***** PAGE TEXT
Far From Home by Lorelie Brown is a marriage of convenience story that blew me away. Told through the eyes of someone living with anorexia nervosa, it balances a beautiful romance with a bold storytelling choice, making it one of the best books I’ve read all year.
Rachel Fizel is at a party when she tells Pari Sadashiv she’d marry her to help her stay in the United States. After a dinner and discussion, they realize they really can help each other out—Pari needs a green card so she can quit her job and become an independent consultant and Rachel is drowning in student debt, so not paying for living expenses would be a godsend.
Rachel has told Pari about her anorexia and the steps she’s taken to live in recovery, but the negative thoughts keep creeping in and her coping mechanisms aren’t working as well anymore. Despite the way she feels about her own body, she finds Pari’s curves beautiful, and the more she gets to know her, the more Rachel sees she’s drawn to a woman for the first time in her life.
Pari was my favourite. She’s driven in her career, yet is also kind, considerate and observant with Rachel, and clearly cares for her family. Her loving relationships with her family members is in stark contrast to Rachel’s cold relationship with her own mother. Rachel is interesting and well drawn, but I’ll say more about her in the next section, because I can’t talk about her separately from how the book is written.
The side characters in Far From Home are rich and interesting. Pari’s mother, Niharika, was a standout for me, torn between being supportive of her daughter and wanting to uphold her traditions from India. I also enjoyed Rachel’s best friend, Nikki, and hope she shows up in later books in this series.
**********
***** DATASET
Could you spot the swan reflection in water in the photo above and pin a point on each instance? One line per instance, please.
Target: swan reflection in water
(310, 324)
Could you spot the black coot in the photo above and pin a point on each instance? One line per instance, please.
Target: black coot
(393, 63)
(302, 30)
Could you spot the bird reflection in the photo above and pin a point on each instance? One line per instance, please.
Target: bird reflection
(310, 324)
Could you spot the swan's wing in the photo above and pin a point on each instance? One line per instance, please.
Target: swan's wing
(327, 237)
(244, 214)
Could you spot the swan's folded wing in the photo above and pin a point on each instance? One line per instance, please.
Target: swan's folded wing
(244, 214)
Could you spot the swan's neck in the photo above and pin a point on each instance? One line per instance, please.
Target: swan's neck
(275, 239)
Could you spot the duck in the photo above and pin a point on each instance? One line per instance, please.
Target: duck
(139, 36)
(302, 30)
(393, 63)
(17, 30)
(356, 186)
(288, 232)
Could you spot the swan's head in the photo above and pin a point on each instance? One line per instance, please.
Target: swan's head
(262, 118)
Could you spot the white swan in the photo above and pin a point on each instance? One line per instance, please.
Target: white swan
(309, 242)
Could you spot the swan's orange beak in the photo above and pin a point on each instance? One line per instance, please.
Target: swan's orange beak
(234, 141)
**********
***** DATASET
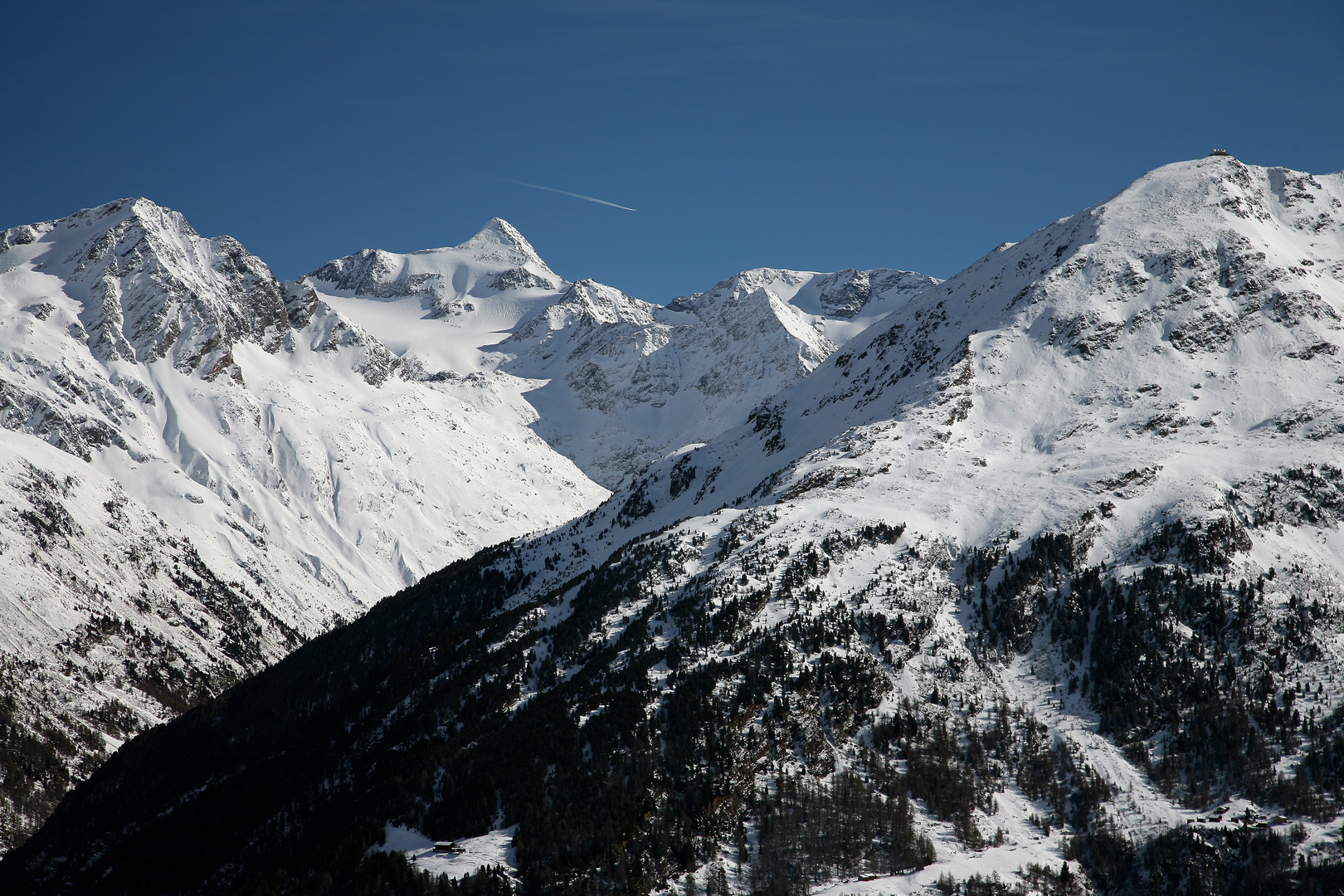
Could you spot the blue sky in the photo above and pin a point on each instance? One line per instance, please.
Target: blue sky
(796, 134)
**********
__GOAL OF THE EXERCISE__
Return the part of the book review between "Far From Home by" and "read all year.", inclusive, copied word for word.

__ANSWER TO THIS PROBLEM__
Far From Home by Lorelie Brown is a marriage of convenience story that blew me away. Told through the eyes of someone living with anorexia nervosa, it balances a beautiful romance with a bold storytelling choice, making it one of the best books I’ve read all year.